----- Raw data

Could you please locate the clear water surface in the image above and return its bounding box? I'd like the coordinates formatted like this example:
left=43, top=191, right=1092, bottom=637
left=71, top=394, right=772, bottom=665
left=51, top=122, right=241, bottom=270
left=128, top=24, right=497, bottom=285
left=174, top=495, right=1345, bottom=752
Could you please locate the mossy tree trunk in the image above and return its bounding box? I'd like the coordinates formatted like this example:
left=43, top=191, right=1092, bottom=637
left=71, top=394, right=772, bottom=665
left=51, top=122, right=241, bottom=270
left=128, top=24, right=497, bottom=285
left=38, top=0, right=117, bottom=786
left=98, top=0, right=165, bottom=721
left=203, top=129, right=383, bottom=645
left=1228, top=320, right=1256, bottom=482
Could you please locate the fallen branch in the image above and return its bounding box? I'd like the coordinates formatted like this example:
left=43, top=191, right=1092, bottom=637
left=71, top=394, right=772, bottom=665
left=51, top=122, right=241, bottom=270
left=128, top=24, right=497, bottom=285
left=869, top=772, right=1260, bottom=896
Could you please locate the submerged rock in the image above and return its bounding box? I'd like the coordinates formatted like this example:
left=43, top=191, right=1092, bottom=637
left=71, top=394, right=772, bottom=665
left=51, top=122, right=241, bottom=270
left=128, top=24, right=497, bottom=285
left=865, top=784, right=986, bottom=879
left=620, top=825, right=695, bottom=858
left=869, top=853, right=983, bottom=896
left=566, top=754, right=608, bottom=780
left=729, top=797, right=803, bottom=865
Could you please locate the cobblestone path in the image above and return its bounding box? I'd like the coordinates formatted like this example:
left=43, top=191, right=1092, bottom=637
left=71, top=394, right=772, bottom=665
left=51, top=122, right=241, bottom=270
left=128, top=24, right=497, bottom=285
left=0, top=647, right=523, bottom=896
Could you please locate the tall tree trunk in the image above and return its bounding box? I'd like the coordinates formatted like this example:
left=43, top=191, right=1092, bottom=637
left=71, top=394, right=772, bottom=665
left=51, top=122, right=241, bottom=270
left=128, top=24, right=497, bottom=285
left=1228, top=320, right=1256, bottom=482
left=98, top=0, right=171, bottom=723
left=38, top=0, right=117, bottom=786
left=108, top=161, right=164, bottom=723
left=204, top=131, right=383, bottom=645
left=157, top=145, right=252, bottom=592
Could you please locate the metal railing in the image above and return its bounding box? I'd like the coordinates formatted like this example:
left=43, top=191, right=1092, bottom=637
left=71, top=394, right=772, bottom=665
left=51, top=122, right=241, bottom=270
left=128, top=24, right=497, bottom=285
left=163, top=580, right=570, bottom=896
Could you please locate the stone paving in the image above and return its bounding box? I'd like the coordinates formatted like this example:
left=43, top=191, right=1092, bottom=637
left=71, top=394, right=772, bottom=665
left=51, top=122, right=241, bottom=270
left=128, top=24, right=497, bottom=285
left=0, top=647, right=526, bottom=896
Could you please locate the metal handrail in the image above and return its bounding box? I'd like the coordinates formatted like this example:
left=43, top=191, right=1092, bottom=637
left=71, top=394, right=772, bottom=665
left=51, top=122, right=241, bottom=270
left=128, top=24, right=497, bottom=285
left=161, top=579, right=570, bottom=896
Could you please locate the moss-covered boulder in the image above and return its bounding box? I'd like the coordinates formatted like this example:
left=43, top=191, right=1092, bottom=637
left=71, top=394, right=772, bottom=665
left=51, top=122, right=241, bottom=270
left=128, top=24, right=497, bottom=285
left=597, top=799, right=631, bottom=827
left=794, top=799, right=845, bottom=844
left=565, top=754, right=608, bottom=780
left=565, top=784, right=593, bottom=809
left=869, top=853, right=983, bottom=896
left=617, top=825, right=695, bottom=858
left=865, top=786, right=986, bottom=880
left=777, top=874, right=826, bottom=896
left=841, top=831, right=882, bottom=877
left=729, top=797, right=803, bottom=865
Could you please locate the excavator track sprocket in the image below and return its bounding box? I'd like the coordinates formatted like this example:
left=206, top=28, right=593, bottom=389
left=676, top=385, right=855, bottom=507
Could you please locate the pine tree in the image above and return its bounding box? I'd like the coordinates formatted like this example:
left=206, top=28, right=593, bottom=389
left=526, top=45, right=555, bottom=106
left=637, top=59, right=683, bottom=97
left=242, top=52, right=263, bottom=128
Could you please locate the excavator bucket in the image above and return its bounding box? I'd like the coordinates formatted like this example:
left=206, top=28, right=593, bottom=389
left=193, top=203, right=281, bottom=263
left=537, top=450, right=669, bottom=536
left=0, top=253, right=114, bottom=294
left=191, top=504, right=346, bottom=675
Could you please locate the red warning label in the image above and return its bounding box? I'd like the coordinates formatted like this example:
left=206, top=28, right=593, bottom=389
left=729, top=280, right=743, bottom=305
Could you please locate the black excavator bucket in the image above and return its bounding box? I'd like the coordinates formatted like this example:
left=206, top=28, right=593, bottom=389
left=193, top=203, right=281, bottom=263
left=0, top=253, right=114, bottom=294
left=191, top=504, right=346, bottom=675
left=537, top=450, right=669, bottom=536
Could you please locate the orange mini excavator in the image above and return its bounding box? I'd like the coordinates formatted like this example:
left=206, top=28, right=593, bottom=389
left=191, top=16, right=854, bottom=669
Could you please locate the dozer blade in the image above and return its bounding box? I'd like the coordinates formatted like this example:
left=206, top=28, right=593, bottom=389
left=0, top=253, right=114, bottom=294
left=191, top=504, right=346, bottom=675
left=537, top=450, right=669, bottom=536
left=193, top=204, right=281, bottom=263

----------

Short exercise: Print every line of the material above without changing any of it.

Expected output:
Could you please locate the clear water surface in the image above and return its bounding box? I'd like the coordinates formatted like this example:
left=43, top=191, right=1092, bottom=637
left=71, top=394, right=772, bottom=665
left=51, top=122, right=241, bottom=270
left=128, top=24, right=497, bottom=285
left=174, top=495, right=1345, bottom=752
Could you please locate the mossy tree trunk in the image above and return its bounding box? I'd like the coordinates formatted like this example:
left=43, top=191, right=1092, bottom=637
left=71, top=394, right=772, bottom=665
left=51, top=122, right=241, bottom=270
left=128, top=24, right=497, bottom=285
left=38, top=0, right=117, bottom=786
left=98, top=0, right=165, bottom=721
left=203, top=129, right=383, bottom=645
left=1228, top=320, right=1256, bottom=482
Could you please locate the fallen branch in the image above and return its bounding box? I'd like the coordinates formatted like this example:
left=43, top=191, right=1092, bottom=637
left=71, top=394, right=772, bottom=665
left=51, top=122, right=241, bottom=270
left=128, top=24, right=497, bottom=285
left=869, top=772, right=1260, bottom=896
Could you please locate the submerged rock in the image above and return its bounding box? I'd like the coordinates formatted like this example:
left=43, top=191, right=1092, bottom=637
left=71, top=394, right=772, bottom=665
left=51, top=122, right=241, bottom=270
left=128, top=24, right=497, bottom=285
left=865, top=784, right=986, bottom=879
left=620, top=825, right=695, bottom=858
left=869, top=853, right=983, bottom=896
left=566, top=754, right=608, bottom=780
left=729, top=797, right=803, bottom=865
Could you please locate the cobblestone path in the image above and return its bounding box? I'd like the coordinates formatted like this example:
left=43, top=191, right=1092, bottom=637
left=71, top=394, right=772, bottom=665
left=51, top=122, right=241, bottom=270
left=128, top=24, right=497, bottom=285
left=0, top=647, right=523, bottom=896
Could you please locate the tall tree trunk in the image above and return its bounding box? I'd like the coordinates formatted like this example:
left=43, top=191, right=1092, bottom=637
left=71, top=394, right=772, bottom=665
left=51, top=122, right=241, bottom=270
left=128, top=24, right=497, bottom=285
left=1228, top=320, right=1256, bottom=482
left=98, top=0, right=171, bottom=723
left=38, top=0, right=117, bottom=786
left=108, top=161, right=164, bottom=723
left=204, top=131, right=383, bottom=645
left=157, top=145, right=252, bottom=592
Could you please locate the metal railing in the image above and return its bounding box? I'd like the coordinates formatted like this example:
left=43, top=191, right=1092, bottom=637
left=71, top=394, right=772, bottom=665
left=51, top=122, right=241, bottom=270
left=128, top=24, right=497, bottom=285
left=163, top=580, right=570, bottom=896
Could you please locate the stone paving in the image above and return its bounding box? I'd like the coordinates formatted like this example:
left=43, top=191, right=1092, bottom=637
left=71, top=394, right=772, bottom=665
left=51, top=122, right=241, bottom=270
left=128, top=24, right=497, bottom=285
left=0, top=647, right=526, bottom=896
Could you please locate the metal handrail in the image above and return its bounding box? I'd like the coordinates formatted like this example:
left=43, top=191, right=1092, bottom=637
left=71, top=394, right=772, bottom=665
left=51, top=122, right=241, bottom=270
left=128, top=24, right=497, bottom=285
left=161, top=579, right=570, bottom=896
Could you please locate the moss-covered boulder in the image above and return its bounding box? I'd like the coordinates formatted like this example:
left=43, top=191, right=1092, bottom=637
left=71, top=394, right=772, bottom=665
left=51, top=122, right=241, bottom=270
left=128, top=24, right=497, bottom=285
left=597, top=799, right=631, bottom=827
left=794, top=799, right=845, bottom=844
left=565, top=754, right=608, bottom=780
left=565, top=784, right=593, bottom=809
left=869, top=853, right=983, bottom=896
left=617, top=825, right=695, bottom=858
left=865, top=786, right=986, bottom=880
left=777, top=874, right=826, bottom=896
left=841, top=831, right=882, bottom=877
left=729, top=797, right=803, bottom=865
Could you please locate the excavator track sprocket in the image below and return its bounding box? I'd like the coordinates formatted like this example:
left=206, top=28, right=593, bottom=389
left=676, top=385, right=855, bottom=507
Could you please locate the pine tree in the image above and return its bounding box? I'd like the coordinates formatted like this example:
left=206, top=28, right=593, bottom=389
left=526, top=45, right=555, bottom=106
left=637, top=59, right=683, bottom=97
left=242, top=52, right=263, bottom=128
Could you please locate the excavator bucket in the image above and return its bounding box? I'd like the coordinates formatted like this example:
left=206, top=28, right=593, bottom=389
left=193, top=203, right=281, bottom=263
left=537, top=450, right=669, bottom=536
left=0, top=253, right=114, bottom=294
left=191, top=504, right=346, bottom=675
Could you please locate the red warning label in the image above and return its bounding box? I'd like the coordinates formatted like this example:
left=206, top=28, right=593, bottom=389
left=729, top=280, right=743, bottom=305
Could you please locate the black excavator bucket in the image above and return its bounding box? I'd like the coordinates formatted like this example:
left=206, top=28, right=593, bottom=389
left=193, top=203, right=281, bottom=263
left=0, top=253, right=114, bottom=294
left=191, top=504, right=346, bottom=675
left=537, top=450, right=669, bottom=536
Could you please locate the orange mini excavator in the image above and return its bounding box? I'd like the coordinates formatted like this example:
left=206, top=28, right=593, bottom=389
left=191, top=16, right=854, bottom=669
Could you please locate the dozer blade in the image above and return its bounding box? I'd like the coordinates formatted like this example:
left=206, top=28, right=593, bottom=389
left=0, top=253, right=114, bottom=294
left=191, top=504, right=346, bottom=675
left=537, top=450, right=669, bottom=536
left=193, top=204, right=281, bottom=263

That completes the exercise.